Object detection data
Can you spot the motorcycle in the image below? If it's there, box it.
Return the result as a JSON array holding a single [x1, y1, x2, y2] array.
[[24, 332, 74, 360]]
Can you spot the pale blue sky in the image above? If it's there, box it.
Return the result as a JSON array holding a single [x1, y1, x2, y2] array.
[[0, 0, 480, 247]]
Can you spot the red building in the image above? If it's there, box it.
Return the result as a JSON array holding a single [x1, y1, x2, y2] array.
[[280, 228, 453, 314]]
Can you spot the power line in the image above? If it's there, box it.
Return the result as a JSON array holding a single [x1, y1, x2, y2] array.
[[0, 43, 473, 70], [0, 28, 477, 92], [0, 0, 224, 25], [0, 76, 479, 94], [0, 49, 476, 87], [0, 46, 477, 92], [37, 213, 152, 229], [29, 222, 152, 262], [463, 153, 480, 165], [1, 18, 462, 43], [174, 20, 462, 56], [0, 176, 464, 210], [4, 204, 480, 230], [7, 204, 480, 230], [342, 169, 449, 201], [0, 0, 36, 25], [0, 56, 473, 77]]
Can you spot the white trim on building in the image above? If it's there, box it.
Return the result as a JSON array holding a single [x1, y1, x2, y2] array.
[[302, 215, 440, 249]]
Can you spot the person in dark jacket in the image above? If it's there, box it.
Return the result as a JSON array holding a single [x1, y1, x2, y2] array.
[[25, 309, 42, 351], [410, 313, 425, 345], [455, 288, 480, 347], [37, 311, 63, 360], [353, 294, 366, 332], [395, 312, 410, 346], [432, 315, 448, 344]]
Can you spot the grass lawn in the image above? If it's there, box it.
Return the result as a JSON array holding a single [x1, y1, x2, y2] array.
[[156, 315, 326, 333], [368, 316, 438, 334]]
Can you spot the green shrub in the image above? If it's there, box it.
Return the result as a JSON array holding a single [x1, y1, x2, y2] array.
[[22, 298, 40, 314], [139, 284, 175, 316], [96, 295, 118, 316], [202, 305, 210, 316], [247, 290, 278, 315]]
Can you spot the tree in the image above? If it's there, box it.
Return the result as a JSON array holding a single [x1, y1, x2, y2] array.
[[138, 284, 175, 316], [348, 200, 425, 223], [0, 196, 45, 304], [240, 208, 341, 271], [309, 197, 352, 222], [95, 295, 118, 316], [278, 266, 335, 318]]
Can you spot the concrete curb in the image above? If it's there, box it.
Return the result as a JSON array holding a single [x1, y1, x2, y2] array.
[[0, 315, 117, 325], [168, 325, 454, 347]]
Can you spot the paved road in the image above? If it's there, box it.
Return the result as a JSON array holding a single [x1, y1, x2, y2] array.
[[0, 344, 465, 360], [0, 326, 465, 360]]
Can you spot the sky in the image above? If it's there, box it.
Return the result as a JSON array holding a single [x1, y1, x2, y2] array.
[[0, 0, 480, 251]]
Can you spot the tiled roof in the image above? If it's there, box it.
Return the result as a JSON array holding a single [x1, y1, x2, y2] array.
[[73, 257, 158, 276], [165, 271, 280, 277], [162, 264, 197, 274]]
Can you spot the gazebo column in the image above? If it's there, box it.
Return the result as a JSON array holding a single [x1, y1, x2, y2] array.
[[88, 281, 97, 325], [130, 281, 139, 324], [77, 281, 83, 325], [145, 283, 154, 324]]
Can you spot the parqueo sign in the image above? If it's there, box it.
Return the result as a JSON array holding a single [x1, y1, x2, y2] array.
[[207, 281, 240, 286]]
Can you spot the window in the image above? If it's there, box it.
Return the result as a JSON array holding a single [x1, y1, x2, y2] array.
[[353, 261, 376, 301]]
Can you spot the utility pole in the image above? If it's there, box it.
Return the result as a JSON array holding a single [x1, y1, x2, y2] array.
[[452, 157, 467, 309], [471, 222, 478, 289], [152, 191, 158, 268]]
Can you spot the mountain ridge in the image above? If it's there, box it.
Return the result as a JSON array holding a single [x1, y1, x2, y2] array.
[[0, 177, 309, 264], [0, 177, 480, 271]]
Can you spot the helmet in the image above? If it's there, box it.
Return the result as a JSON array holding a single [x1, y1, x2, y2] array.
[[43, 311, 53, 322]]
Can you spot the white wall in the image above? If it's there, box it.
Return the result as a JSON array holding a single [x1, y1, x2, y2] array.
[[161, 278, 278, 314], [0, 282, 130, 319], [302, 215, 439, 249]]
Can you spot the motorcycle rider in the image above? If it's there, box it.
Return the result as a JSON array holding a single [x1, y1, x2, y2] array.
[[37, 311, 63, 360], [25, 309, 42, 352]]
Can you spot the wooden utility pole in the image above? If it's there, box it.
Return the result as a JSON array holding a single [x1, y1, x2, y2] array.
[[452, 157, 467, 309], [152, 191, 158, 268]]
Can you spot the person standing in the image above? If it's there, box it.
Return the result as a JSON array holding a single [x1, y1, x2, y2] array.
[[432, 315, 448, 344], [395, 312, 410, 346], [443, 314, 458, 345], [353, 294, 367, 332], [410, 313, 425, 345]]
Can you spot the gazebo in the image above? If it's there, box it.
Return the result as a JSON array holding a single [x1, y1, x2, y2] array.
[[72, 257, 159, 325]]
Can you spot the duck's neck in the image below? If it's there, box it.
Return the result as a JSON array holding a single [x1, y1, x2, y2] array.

What you have to do =
Render every line of the records above as a numbered list, omitting any blank lines.

Answer below =
1. Can you spot the motorcycle in the image below? If it's there, box it.
2. Return the result as a JSON array holding a single [x1, y1, x2, y2] array.
3. [[24, 332, 74, 360]]
4. Can you spot the pale blue sky in the image above? If it's there, box it.
5. Return the result as a JSON array holding a single [x1, y1, x2, y2] array.
6. [[0, 0, 480, 247]]
7. Can you spot the red building in the image above? If it's there, box it.
8. Return the result as a JSON array holding a single [x1, y1, x2, y2] array.
9. [[280, 228, 453, 314]]
10. Can you spot the power line in the image above? If it's there, box it.
11. Return the result as a JSON array holding a single [x1, y1, x2, y2] array.
12. [[0, 43, 473, 70], [0, 28, 477, 92], [0, 0, 224, 25], [0, 76, 479, 94], [0, 49, 476, 87], [0, 46, 477, 92], [37, 213, 152, 229], [29, 222, 152, 262], [463, 153, 480, 165], [1, 18, 462, 43], [174, 20, 462, 56], [0, 176, 464, 210], [4, 204, 480, 230], [7, 204, 480, 230], [342, 169, 449, 201], [0, 0, 36, 25], [0, 56, 473, 77]]
13. Can you spot the white trim on building in the image above? If it's there, box it.
14. Return the result as a JSON array holding a single [x1, y1, x2, y2] array.
15. [[302, 215, 440, 249]]
16. Can you spot the person in dark jacket in the image above? If it's there, box it.
17. Return the result as a JSON array holding a single [x1, y1, x2, y2] array.
18. [[25, 309, 42, 351], [410, 313, 425, 345], [455, 288, 480, 347], [37, 311, 63, 360], [353, 294, 366, 332], [395, 312, 410, 346], [432, 315, 448, 344]]
19. Can you spot the grass lawn in the image above? If it's there, box it.
20. Return the result as a JSON array holding a single [x1, y1, x2, y2] array.
21. [[156, 315, 326, 333], [368, 316, 438, 334]]
22. Can you spot the green shrub in the image above? If it's there, box it.
23. Return the result as a JSON array holding a single [x1, y1, x2, y2] array.
24. [[22, 298, 40, 314], [139, 284, 175, 316], [96, 295, 118, 316], [202, 305, 210, 316], [247, 290, 278, 315]]
25. Can you spot the tree in the image above? If it's there, box it.
26. Return the result as a JSON array holding a single [x1, y1, x2, y2] array.
27. [[138, 284, 175, 316], [348, 200, 425, 223], [0, 196, 45, 304], [240, 208, 341, 271], [309, 197, 352, 222], [95, 295, 118, 316], [278, 266, 335, 318]]
28. Can you spot the concrete curb in the image above? If it's there, box it.
29. Return the result as a JSON array holding a single [x1, y1, x2, y2] array.
30. [[0, 315, 117, 325], [168, 325, 454, 347]]
31. Can you spot the paved road in the image above? If it's there, box it.
32. Return the result as a JSON array holding a single [x1, y1, x2, y2] array.
33. [[0, 344, 465, 360], [0, 326, 465, 360]]
34. Can you spot the sky in the image above? If it's there, box it.
35. Return the result as a JSON array holding a single [x1, y1, x2, y2] array.
36. [[0, 0, 480, 251]]
37. Can you spot the tiled roof in the image above? If it's there, box it.
38. Return the result as a JSON array holding a single [x1, y1, x2, y2] array.
39. [[73, 257, 158, 276], [165, 271, 280, 277], [162, 264, 197, 274]]
40. Can you spot the gazebo column in the image above? If it's there, box it.
41. Return the result as a JSON array holding a single [x1, y1, x2, y2] array.
42. [[88, 281, 97, 325], [130, 281, 139, 324], [77, 281, 83, 325], [145, 283, 154, 324]]
43. Can you spot the parqueo sign in the image above? If it's there, box it.
44. Return the result as a JSON array holding a single [x1, y1, x2, y2] array.
45. [[207, 281, 240, 286]]
46. Can you spot the window in the image above? If it's there, box it.
47. Return the result as a JSON array holding a single [x1, y1, x2, y2] array.
48. [[353, 261, 376, 301]]
49. Can you spot the utility pole in the image above? If it's there, box it.
50. Return the result as a JSON array holding a single [x1, y1, x2, y2] array.
51. [[452, 157, 467, 309], [471, 222, 478, 289], [152, 191, 158, 268]]
52. Can you spot the mountain ridge in the image above? If it's there, box it.
53. Return the result as a JSON array holding a single [x1, y1, x2, y2] array.
54. [[0, 177, 309, 264], [0, 177, 480, 271]]
55. Can you spot the helmet in the image above? If it's there, box it.
56. Return the result as a JSON array holding a single [x1, y1, x2, y2] array.
57. [[43, 311, 53, 322]]
58. Can you spot the white wall in the image above? If it's there, box it.
59. Return the result as a JSON array holding a single [x1, y1, x2, y2] array.
60. [[161, 278, 278, 314], [0, 282, 130, 319], [302, 215, 439, 249]]
61. Can you spot the motorcycle rider in the image above? If it's there, box it.
62. Return the result as a JSON array holding a single [x1, y1, x2, y2] array.
63. [[37, 311, 63, 360], [25, 309, 42, 352]]
64. Can you spot the wooden utility pole in the image above? If it's there, box it.
65. Return the result as a JSON array holding a single [x1, y1, x2, y2] array.
66. [[452, 157, 467, 309], [152, 191, 158, 268]]
67. Can you spot the person standing in the image above? If it's there, box it.
68. Return the result as a JSON array holding a single [x1, y1, x2, y2] array.
69. [[432, 315, 448, 344], [395, 312, 410, 346], [443, 314, 458, 345], [353, 294, 367, 332], [410, 313, 425, 345]]
70. Can you spot the gazebo in the image above? If it's there, box it.
71. Return the result as a JSON array holding a single [x1, y1, x2, y2] array.
72. [[72, 257, 159, 325]]
73. Can you spot the duck's neck in the image below? If it's there, box it.
74. Return the result as a JSON array holding a single [x1, y1, x2, y2] array.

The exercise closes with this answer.